| TASK TO CARRY OUT |
Convert the rows below into a two-column CSV with the header instruction,svg_paths, with one line per row: its text under instruction and its answer under svg_paths. Put each field in double quotes and replace every line break inside a field with a space.

* START *

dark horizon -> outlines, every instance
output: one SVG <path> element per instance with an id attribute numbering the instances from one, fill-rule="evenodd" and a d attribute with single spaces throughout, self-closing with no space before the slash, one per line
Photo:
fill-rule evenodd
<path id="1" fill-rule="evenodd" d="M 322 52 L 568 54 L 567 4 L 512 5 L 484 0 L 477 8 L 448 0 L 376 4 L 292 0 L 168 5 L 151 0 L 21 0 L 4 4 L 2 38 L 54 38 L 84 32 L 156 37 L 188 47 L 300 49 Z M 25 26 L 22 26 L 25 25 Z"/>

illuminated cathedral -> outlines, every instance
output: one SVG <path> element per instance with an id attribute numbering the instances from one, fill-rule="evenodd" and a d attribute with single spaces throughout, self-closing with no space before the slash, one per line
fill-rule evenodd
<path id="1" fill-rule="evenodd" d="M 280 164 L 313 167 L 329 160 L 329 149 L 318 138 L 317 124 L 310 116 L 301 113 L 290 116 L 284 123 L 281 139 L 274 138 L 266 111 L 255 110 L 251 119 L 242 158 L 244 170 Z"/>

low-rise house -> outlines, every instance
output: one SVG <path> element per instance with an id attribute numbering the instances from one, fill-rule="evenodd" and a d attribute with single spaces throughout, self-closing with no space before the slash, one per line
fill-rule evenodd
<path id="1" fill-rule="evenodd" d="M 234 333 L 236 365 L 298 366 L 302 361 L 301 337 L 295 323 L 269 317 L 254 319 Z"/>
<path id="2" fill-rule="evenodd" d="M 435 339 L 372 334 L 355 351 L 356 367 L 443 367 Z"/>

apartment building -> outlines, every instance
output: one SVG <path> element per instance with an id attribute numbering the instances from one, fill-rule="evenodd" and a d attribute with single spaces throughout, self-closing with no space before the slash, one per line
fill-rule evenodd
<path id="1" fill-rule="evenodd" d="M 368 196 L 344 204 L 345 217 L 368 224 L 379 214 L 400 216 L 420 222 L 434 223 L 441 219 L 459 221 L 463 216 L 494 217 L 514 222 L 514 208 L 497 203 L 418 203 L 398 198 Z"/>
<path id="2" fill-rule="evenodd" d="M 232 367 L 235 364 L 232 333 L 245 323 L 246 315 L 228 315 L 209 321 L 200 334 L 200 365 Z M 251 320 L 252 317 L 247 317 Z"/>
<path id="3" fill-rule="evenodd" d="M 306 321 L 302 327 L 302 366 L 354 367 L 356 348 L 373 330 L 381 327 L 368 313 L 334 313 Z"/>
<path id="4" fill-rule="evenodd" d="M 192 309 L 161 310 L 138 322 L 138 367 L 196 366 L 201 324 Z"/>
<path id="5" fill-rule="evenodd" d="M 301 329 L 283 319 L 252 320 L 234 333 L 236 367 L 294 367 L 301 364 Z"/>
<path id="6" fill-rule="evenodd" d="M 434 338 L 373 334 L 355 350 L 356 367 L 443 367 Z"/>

* END *

| SOLUTION BELOW |
instruction,svg_paths
"dark horizon -> outlines, every instance output: one SVG <path> element per instance with an id attribute numbering the instances from one, fill-rule=""evenodd"" and a d attribute with single spaces throughout, self-closing with no space before the slash, one per line Photo: fill-rule evenodd","<path id=""1"" fill-rule=""evenodd"" d=""M 322 52 L 568 54 L 567 4 L 512 5 L 484 0 L 477 8 L 448 0 L 376 4 L 292 0 L 168 5 L 151 0 L 21 0 L 4 4 L 2 38 L 54 38 L 84 32 L 156 37 L 188 47 L 300 49 Z M 25 26 L 22 26 L 25 25 Z""/>"
"illuminated cathedral -> outlines, every instance output: one SVG <path> element per instance with an id attribute numbering the instances from one, fill-rule=""evenodd"" and a d attribute with single spaces throughout, self-closing with no space before the slash, one per line fill-rule evenodd","<path id=""1"" fill-rule=""evenodd"" d=""M 280 164 L 313 167 L 329 160 L 329 149 L 318 138 L 317 124 L 310 116 L 301 113 L 290 116 L 284 123 L 281 139 L 274 138 L 266 111 L 255 110 L 251 119 L 242 158 L 244 170 Z""/>"
"low-rise house -> outlines, every instance output: one SVG <path> element per instance with an id attribute numbering the instances from one, fill-rule=""evenodd"" and a d attribute with single spaces throughout, self-closing with no space before the slash, one per line fill-rule evenodd","<path id=""1"" fill-rule=""evenodd"" d=""M 234 333 L 236 365 L 298 366 L 302 361 L 301 337 L 295 323 L 269 317 L 254 319 Z""/> <path id=""2"" fill-rule=""evenodd"" d=""M 435 339 L 372 334 L 355 351 L 356 367 L 443 367 Z""/>"
"apartment building -> outlines, every instance output: one SVG <path> element per instance with an id attribute numbering the instances from one, fill-rule=""evenodd"" and a d attribute with single spaces throughout, self-closing with no space before the slash, one per line fill-rule evenodd","<path id=""1"" fill-rule=""evenodd"" d=""M 368 196 L 344 204 L 345 217 L 368 224 L 379 214 L 400 216 L 420 222 L 434 223 L 441 219 L 459 221 L 463 216 L 494 217 L 514 222 L 514 208 L 497 203 L 418 203 L 398 198 Z""/> <path id=""2"" fill-rule=""evenodd"" d=""M 232 367 L 235 364 L 232 333 L 245 323 L 246 315 L 228 315 L 209 321 L 200 334 L 200 365 Z M 251 320 L 252 317 L 247 317 Z""/> <path id=""3"" fill-rule=""evenodd"" d=""M 306 321 L 302 327 L 302 366 L 354 367 L 356 348 L 373 330 L 381 327 L 368 313 L 334 313 Z""/> <path id=""4"" fill-rule=""evenodd"" d=""M 192 309 L 161 310 L 138 322 L 138 367 L 196 366 L 201 324 Z""/> <path id=""5"" fill-rule=""evenodd"" d=""M 301 329 L 283 319 L 252 320 L 234 333 L 236 367 L 294 367 L 301 364 Z""/> <path id=""6"" fill-rule=""evenodd"" d=""M 434 338 L 373 334 L 355 350 L 356 367 L 443 367 Z""/>"